Task
Could you set down exactly the lines in the records below between the line holding "Target: white upper cabinet" and the line holding "Target: light tile floor", inclusive?

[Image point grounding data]
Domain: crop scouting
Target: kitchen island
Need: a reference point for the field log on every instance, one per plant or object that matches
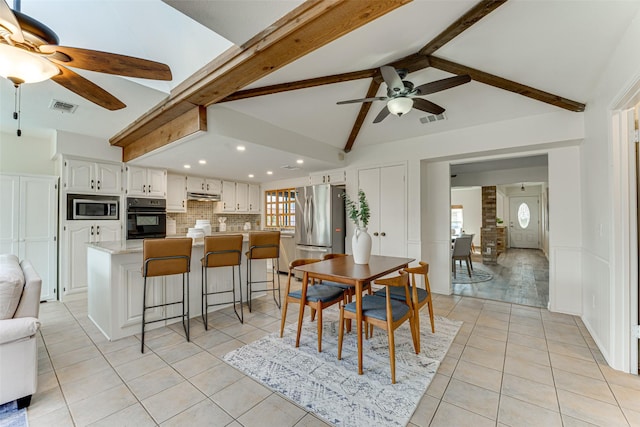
(115, 284)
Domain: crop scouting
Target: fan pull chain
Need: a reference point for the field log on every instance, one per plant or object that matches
(16, 107)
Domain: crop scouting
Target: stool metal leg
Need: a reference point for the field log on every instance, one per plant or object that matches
(144, 309)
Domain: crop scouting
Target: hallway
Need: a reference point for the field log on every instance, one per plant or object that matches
(520, 277)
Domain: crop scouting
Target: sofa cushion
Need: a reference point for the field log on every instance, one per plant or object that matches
(11, 285)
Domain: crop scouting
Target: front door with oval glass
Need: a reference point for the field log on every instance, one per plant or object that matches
(524, 224)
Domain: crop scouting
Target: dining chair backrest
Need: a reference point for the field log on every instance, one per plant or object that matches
(163, 257)
(264, 244)
(223, 250)
(462, 246)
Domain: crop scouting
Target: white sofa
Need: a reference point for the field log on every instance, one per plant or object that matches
(19, 307)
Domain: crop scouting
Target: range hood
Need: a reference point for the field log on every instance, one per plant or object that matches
(202, 197)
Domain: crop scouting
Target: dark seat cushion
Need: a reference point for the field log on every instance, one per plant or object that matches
(317, 293)
(343, 286)
(398, 293)
(376, 308)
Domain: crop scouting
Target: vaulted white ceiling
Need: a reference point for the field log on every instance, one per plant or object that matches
(559, 46)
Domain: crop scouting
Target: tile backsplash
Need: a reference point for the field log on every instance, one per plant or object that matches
(206, 210)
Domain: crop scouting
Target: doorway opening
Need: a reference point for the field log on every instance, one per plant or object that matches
(510, 225)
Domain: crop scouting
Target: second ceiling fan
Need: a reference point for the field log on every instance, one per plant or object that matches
(402, 95)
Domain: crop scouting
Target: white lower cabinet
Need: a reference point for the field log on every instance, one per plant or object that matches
(29, 225)
(76, 235)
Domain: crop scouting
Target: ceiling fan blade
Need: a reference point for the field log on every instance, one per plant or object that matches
(443, 84)
(352, 101)
(391, 78)
(10, 22)
(428, 106)
(105, 62)
(382, 115)
(87, 89)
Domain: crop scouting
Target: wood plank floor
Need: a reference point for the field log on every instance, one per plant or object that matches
(520, 277)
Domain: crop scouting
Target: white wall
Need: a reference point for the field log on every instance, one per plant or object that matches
(86, 146)
(26, 154)
(605, 284)
(471, 201)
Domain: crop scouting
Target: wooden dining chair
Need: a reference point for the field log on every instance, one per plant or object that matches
(386, 313)
(419, 297)
(319, 297)
(461, 252)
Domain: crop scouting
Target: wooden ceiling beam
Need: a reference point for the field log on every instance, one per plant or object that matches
(473, 15)
(301, 84)
(307, 28)
(511, 86)
(192, 121)
(362, 114)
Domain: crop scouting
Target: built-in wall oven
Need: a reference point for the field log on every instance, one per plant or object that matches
(146, 218)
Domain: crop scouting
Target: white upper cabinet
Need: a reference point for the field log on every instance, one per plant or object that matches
(242, 197)
(176, 193)
(145, 182)
(84, 176)
(254, 198)
(228, 203)
(196, 184)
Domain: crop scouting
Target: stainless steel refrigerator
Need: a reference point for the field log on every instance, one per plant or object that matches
(320, 220)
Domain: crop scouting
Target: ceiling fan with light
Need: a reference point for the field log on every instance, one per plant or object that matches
(402, 95)
(29, 53)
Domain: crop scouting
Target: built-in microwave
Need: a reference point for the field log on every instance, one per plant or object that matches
(87, 207)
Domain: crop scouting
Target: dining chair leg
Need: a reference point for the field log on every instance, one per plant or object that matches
(284, 316)
(430, 306)
(392, 355)
(416, 322)
(340, 333)
(319, 321)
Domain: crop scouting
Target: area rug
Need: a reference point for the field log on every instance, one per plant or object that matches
(478, 274)
(11, 416)
(332, 388)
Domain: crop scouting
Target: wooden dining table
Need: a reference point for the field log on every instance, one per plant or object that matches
(344, 270)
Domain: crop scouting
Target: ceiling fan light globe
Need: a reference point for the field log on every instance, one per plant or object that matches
(400, 105)
(18, 64)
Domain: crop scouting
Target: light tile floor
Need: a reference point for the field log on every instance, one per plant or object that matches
(510, 365)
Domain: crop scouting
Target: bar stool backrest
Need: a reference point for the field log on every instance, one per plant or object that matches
(163, 257)
(264, 244)
(222, 251)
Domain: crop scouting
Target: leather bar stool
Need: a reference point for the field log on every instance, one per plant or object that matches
(165, 257)
(221, 251)
(264, 245)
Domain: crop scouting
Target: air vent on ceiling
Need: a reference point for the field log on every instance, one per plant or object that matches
(289, 167)
(65, 107)
(432, 118)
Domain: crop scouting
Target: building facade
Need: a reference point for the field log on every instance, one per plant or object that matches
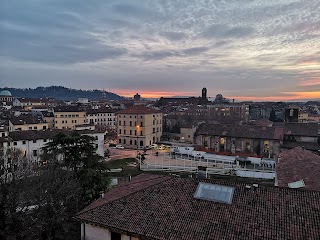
(139, 126)
(69, 117)
(102, 117)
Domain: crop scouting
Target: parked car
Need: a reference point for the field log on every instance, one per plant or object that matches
(161, 147)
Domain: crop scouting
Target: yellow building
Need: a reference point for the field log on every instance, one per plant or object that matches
(69, 117)
(139, 126)
(25, 123)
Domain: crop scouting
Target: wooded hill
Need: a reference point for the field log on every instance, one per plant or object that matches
(62, 93)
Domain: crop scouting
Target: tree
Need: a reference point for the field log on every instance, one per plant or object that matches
(37, 201)
(78, 153)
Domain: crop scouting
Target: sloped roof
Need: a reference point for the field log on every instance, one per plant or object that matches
(302, 129)
(167, 210)
(299, 164)
(138, 109)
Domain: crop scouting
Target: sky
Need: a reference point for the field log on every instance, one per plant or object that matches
(243, 49)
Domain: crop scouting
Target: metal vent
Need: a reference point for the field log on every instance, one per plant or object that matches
(214, 192)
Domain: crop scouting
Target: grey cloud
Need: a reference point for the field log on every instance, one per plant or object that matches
(173, 36)
(225, 31)
(55, 47)
(138, 11)
(195, 50)
(157, 55)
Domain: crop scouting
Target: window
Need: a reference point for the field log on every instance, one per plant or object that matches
(214, 192)
(115, 236)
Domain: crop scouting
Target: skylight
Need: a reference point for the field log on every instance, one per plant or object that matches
(214, 192)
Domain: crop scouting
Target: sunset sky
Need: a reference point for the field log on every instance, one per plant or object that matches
(244, 49)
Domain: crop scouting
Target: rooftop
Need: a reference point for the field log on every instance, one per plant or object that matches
(299, 164)
(138, 109)
(163, 207)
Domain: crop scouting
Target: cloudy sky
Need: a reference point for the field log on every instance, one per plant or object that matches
(243, 49)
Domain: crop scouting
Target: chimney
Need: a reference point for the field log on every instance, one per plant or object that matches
(202, 172)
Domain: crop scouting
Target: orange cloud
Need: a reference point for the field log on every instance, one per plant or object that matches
(311, 82)
(289, 96)
(152, 94)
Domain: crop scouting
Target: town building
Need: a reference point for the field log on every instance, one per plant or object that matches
(5, 96)
(166, 207)
(27, 122)
(68, 117)
(103, 117)
(139, 126)
(29, 102)
(298, 168)
(250, 139)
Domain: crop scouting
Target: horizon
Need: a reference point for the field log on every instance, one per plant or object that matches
(248, 50)
(153, 97)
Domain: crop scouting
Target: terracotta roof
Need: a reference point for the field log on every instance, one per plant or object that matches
(138, 109)
(68, 109)
(101, 110)
(299, 164)
(167, 210)
(302, 129)
(34, 100)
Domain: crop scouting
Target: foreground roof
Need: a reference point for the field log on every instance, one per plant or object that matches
(162, 207)
(299, 164)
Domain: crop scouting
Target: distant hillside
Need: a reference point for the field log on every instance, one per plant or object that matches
(61, 93)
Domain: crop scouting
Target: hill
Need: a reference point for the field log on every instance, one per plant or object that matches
(62, 93)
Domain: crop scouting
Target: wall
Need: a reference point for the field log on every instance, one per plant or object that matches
(98, 233)
(68, 120)
(94, 233)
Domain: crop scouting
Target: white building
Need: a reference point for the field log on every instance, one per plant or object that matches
(102, 117)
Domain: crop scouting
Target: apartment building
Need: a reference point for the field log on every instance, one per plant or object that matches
(25, 123)
(139, 126)
(103, 117)
(68, 117)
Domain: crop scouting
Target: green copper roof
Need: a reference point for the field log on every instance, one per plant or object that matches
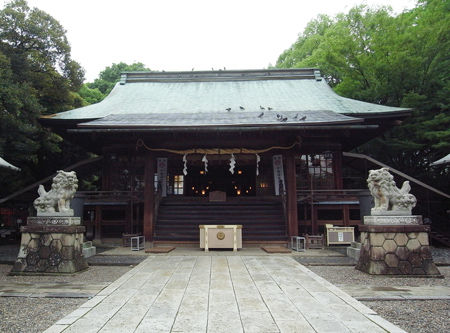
(209, 92)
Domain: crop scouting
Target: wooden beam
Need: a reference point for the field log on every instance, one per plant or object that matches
(291, 182)
(149, 196)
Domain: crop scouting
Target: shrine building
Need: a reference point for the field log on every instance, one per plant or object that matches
(259, 148)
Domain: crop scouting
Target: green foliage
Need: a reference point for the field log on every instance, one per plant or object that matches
(111, 75)
(375, 56)
(37, 77)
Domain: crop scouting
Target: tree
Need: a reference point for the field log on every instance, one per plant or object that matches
(37, 77)
(111, 75)
(372, 55)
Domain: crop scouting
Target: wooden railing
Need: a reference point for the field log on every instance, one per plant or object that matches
(98, 196)
(328, 195)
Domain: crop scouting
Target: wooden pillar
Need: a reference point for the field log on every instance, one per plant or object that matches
(97, 223)
(337, 166)
(149, 196)
(291, 182)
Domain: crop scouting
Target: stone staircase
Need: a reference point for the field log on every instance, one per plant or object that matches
(261, 220)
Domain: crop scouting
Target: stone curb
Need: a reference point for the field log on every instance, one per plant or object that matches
(402, 298)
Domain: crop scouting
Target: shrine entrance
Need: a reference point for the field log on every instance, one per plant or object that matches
(218, 178)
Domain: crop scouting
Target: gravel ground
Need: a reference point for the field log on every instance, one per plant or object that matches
(94, 274)
(348, 275)
(22, 314)
(412, 316)
(415, 316)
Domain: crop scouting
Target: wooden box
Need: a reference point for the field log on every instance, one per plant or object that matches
(221, 237)
(340, 235)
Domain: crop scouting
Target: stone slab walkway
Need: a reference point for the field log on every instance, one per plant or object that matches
(222, 294)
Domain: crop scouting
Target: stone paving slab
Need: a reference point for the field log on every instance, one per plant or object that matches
(53, 290)
(222, 294)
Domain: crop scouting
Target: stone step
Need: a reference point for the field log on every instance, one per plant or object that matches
(356, 245)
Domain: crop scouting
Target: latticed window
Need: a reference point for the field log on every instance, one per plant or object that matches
(315, 171)
(178, 184)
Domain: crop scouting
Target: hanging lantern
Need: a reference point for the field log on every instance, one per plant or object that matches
(232, 164)
(258, 159)
(185, 164)
(205, 160)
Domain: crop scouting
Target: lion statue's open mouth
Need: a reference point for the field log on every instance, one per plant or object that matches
(57, 200)
(387, 196)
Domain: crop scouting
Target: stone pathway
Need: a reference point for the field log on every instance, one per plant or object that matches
(222, 294)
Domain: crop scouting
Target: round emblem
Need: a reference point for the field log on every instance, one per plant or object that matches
(220, 235)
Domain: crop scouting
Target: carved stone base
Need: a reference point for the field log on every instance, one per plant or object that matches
(396, 250)
(54, 220)
(393, 220)
(50, 249)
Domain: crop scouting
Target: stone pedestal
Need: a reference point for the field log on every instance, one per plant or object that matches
(51, 245)
(396, 250)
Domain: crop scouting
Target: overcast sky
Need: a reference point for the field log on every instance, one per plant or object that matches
(185, 34)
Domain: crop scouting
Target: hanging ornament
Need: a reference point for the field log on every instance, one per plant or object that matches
(185, 164)
(205, 160)
(258, 159)
(232, 164)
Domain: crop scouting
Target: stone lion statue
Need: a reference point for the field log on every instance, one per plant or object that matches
(388, 198)
(57, 200)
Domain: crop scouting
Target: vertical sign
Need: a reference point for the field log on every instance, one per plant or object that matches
(161, 171)
(278, 174)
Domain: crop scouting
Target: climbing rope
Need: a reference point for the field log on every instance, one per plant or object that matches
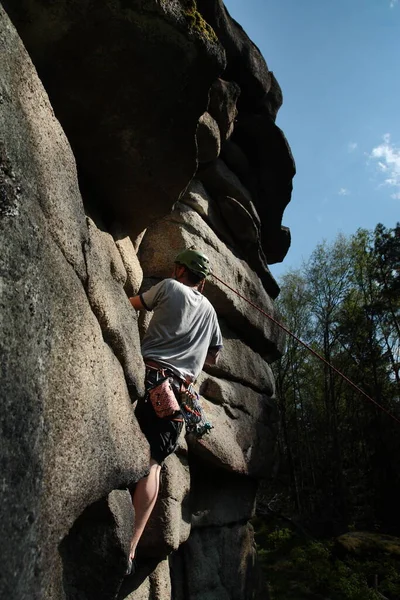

Answer section
Target: white upper cabinet
Need: a reference point for the field log on every instance, one per plant or object that matches
(242, 197)
(176, 193)
(145, 182)
(84, 176)
(254, 198)
(228, 203)
(196, 184)
Domain: crop scouting
Target: stainless steel refrigerator
Need: a reference point for the field log on every instance, one per plant or object that matches
(320, 220)
Domain: crop scouting
Target: ceiling fan with light
Need: a reference point for the field log on every instance, one per plant or object that matches
(402, 95)
(29, 53)
Domain: crop scouting
Target: built-in microwave
Need: a reference point for the field log on every instance, one per plant or object that matches
(87, 207)
Domain: crop scouting
Target: dining chair leg
Need: a reference point for the field log on every instance, one per plant or object that matches
(284, 316)
(430, 306)
(392, 355)
(416, 322)
(340, 333)
(319, 321)
Domain: crop scouting
Target: area rug
Need: a reference point for the field log on every instance, one per plant or object that matches
(478, 274)
(11, 416)
(332, 388)
Domain: crop scouting
Target: wooden dining table
Need: a reference point for the field log on every instance, one per plant or object that matches
(344, 270)
Domain: crop scouting
Target: ceiling fan light globe
Need: a reference point for the field log on every instance, one per plant or object that matches
(400, 105)
(18, 64)
Domain: crop scouting
Target: light tile floor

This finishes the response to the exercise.